Problem :: Transcribe every line of the listing below word for word, leaving out the pictures.

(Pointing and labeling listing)
........

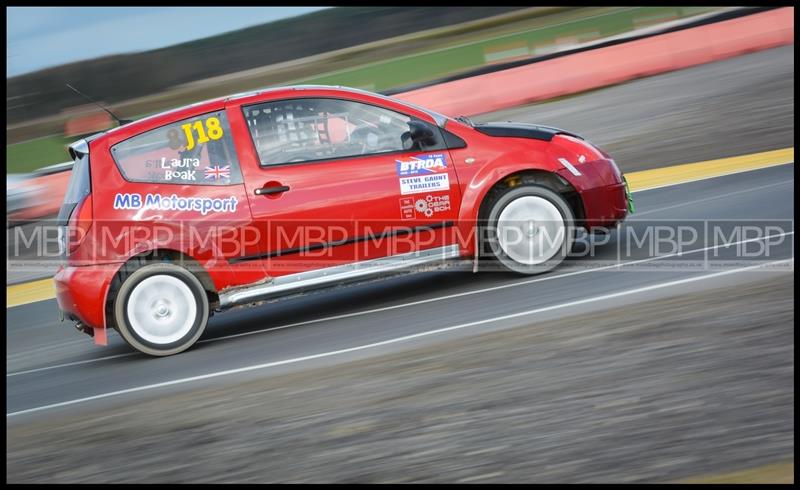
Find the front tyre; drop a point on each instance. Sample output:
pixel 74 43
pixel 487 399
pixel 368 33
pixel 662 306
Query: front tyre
pixel 530 229
pixel 161 309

........

Task response ::
Find the front tyre; drop a point on each instance. Sample output:
pixel 74 43
pixel 487 399
pixel 368 33
pixel 662 306
Query: front tyre
pixel 530 229
pixel 161 309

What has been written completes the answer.